GEZEIGTER TEXTAUSZUG>
==========

Soziologe Christian Stegbauer bezeichnet diese Verteilung, welche bei Autoren nicht unähnlich ist, als „eine Art Oligarchie“, zu der sich die ursprünglich demokratische Idee von Wikipedia entwickelt hat: „Relativ wenige Personen sind engagiert und tragen Verantwortung“ [Q5]. Im Mittelwert „administrieren“ sie laut eigener Aussage 93 Minuten am Tag [Q8] – also ein nicht zu verachtender unbezahlter Dienst am Wiki.

==========

AUFGABE A> Trage alle Zeilen der Einträge zusammen, in denen die Zeichenfolge „line“ vorkommt, wobei Groß- und Kleinschreibung zu beachten ist.
Der Textauszug und die Einträge stammen aus verschiedenen Quellen.

==========

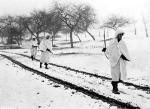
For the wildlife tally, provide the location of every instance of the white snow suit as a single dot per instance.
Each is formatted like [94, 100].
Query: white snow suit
[118, 65]
[45, 55]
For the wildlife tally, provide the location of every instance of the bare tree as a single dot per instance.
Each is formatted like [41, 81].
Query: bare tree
[114, 22]
[70, 17]
[145, 26]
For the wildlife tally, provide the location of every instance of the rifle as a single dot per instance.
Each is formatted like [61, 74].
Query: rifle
[105, 43]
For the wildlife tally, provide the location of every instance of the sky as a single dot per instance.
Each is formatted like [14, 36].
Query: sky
[132, 8]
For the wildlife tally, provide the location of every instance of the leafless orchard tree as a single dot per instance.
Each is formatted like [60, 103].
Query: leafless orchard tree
[75, 18]
[12, 29]
[114, 22]
[144, 21]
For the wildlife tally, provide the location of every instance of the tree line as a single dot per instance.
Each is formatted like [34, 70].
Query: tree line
[69, 19]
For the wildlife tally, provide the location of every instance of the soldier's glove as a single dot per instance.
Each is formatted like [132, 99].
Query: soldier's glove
[47, 49]
[104, 50]
[124, 58]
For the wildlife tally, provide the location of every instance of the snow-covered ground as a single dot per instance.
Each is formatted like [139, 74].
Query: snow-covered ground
[23, 88]
[20, 89]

==========

AUFGABE B>
Beantworte diese Fragen zum Textauszug über die Verteilung der Arbeit in Wikipedia:
(i) Welchen Beruf hat Christian Stegbauer laut dem Textauszug?
(ii) Als was bezeichnet er die beschriebene Verteilung?
(iii) Wie viele Minuten am Tag wird laut eigener Aussage im Mittelwert „administriert“?

LÖSUNG A>
For the wildlife tally, provide the location of every instance of the tree line as a single dot per instance.
Query: tree line

LÖSUNG B>
(i) Er ist Soziologe.
(ii) Als „eine Art Oligarchie“.
(iii) 93 Minuten.